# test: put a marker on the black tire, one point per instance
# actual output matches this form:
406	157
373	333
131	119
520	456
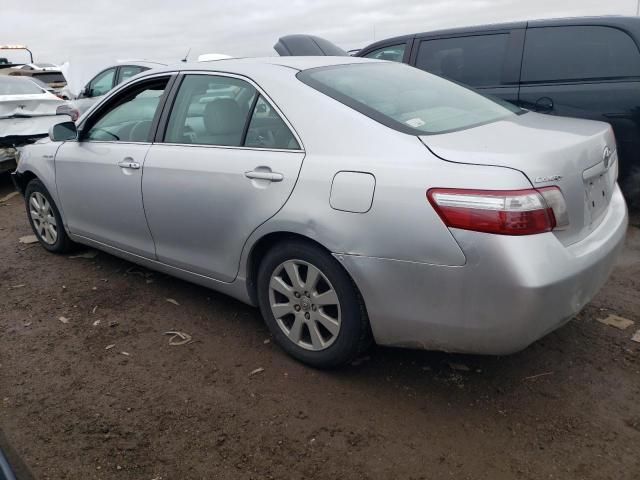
══════════════════════════════
* [Problem description]: Images do not belong in the copy; reproduce all other parts of the records above verbatim.

* [Expected answer]:
# test: put a marker on the black tire, one point per instance
# actual output matches this form:
406	157
373	333
131	119
520	456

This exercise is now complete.